DO THIS
Please render the entries below as a JSON list of strings, with one string for each line and any blank lines left out.

MATERIAL SHOWN
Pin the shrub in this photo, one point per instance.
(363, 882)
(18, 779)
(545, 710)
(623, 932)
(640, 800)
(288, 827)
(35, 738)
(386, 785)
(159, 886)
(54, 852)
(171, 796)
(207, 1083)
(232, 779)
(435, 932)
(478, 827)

FINAL ANSWER
[
  "Pin the shrub in this photo, one point per instance.",
  "(363, 882)",
  "(18, 779)",
  "(545, 710)",
  "(623, 932)",
  "(640, 800)",
  "(288, 827)",
  "(35, 738)",
  "(386, 785)",
  "(159, 886)",
  "(54, 852)",
  "(171, 796)",
  "(207, 1083)",
  "(232, 779)",
  "(435, 932)",
  "(478, 827)"
]